§ EXTRAIT DU DOCUMENT:
—————

Par déclaration du 02 janvier 2020, la SCI [L] a interjeté appel du jugement.
MOYENS ET PRÉTENTIONS
Vu les dernières conclusions déposées le 27 mars 2020, par lesquelles la SCI [L], appelante, demande à la Cour de :
– recevoir la SCI [L] en ses écritures, l’y déclarant bien fondée ;
– infirmer le jugement du tribunal judiciaire de Paris en date du 26 septembre 2019 en ce qu’il a fixé le renouvellement du bail au 30 juin 2012 ;
Statuant à nouveau,
– fixer la date de renouvellement du bail commercial liant la SCI [L] à la société Samore au 30 janvier 2015, date de signification du droit de repentir ;
– fixer à la somme de 45 000 euros hors taxes, hors charges en principal et par an, le montant du loyer en renouvellement du bail commercial, pour une durée de neuf années à compter du 30 janvier 2015, pour des locaux sis au rez-de-chaussée du [Adresse 2] ;
– réajuster le dépôt de garantie sur cette base ;
– condamner la société Samore à verser à la SCI [L] les arriérés de loyers et les intérêts au taux légal sur les arriérés de loyer en application de l’article 1155 du code civil ;
– dans l’hypothèse où une mesure d’instruction serait ordonné, fixer le loyer mensuel provisionnel dû par la société Samore à la somme 3 750 euros, hors taxes et hors charges, payable à compter du 30 janvier 2015, et ce pendant toute la durée de l’instance ;
– débouter la société Samore de l’ensemble de ses demandes ;
– ordonner l’exécution provisoire du jugement à intervenir ;
– condamner la société Samore à verser à la SCI [L] la somme de 5 000 euros au visa de l’article 700 du code de procédure civile ;
– condamner la société Samore aux dépens de l’instance qui devront comprendre les frais et honoraires de l’expert sur une telle mesure était ordonnée.

—————

§ CONTENU DES DONNÉES:
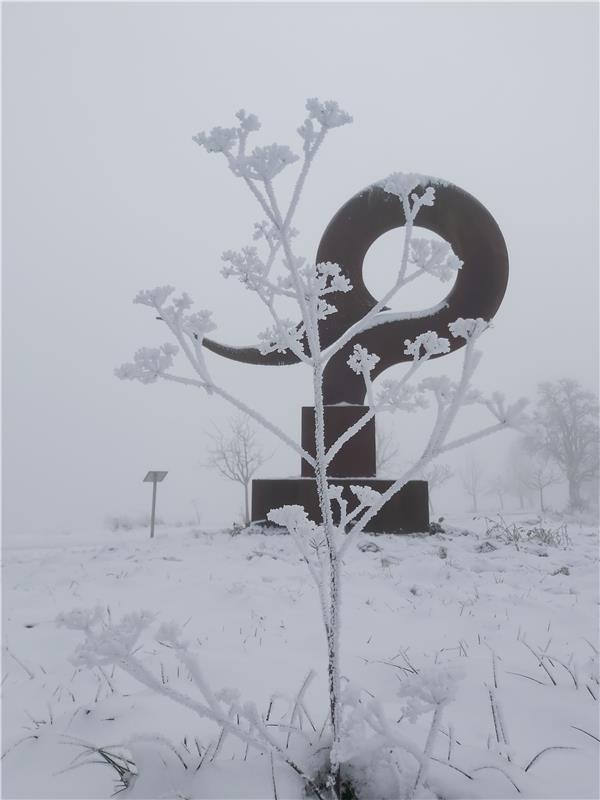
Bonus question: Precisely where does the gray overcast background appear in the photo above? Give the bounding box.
[2,3,598,535]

—————

§ CONSIGNE ÉCRITE 1:
Répondez aux questions suivantes d'après l'extrait de procédure d'appel :
(a) À quelle date la SCI [L] a-t-elle interjeté appel du jugement ?
(b) Quel montant annuel de loyer en renouvellement la SCI [L] demande-t-elle de fixer ?
(c) Quelle somme réclame-t-elle à la société Samore au visa de l'article 700 du code de procédure civile ?
§ CONSIGNE ÉCRITE 2: Relevez toutes les dates différentes mentionnées dans l'extrait de procédure d'appel.
Les lignes n'interviennent pas dans ce travail.

§ RÉPONSE ÉCRITE 1:
(a) Le 02 janvier 2020.
(b) 45 000 euros hors taxes, hors charges en principal et par an.
(c) 5 000 euros.

§ RÉPONSE ÉCRITE 2:
- 02 janvier 2020
- 27 mars 2020
- 26 septembre 2019
- 30 juin 2012
- 30 janvier 2015